(Records from a collection)
++++++++
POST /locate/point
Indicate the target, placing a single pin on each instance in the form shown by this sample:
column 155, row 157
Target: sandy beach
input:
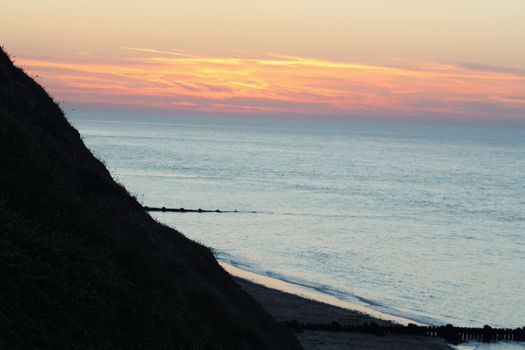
column 285, row 307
++++++++
● Problem details
Update every row by replacing "pin" with "marker" and changing nothing else. Omit the pictures from your answer.

● Task response
POST /locate/point
Indicate the target, placing a single marker on each instance in the form shown by this sample:
column 155, row 157
Target: sandy beach
input:
column 285, row 307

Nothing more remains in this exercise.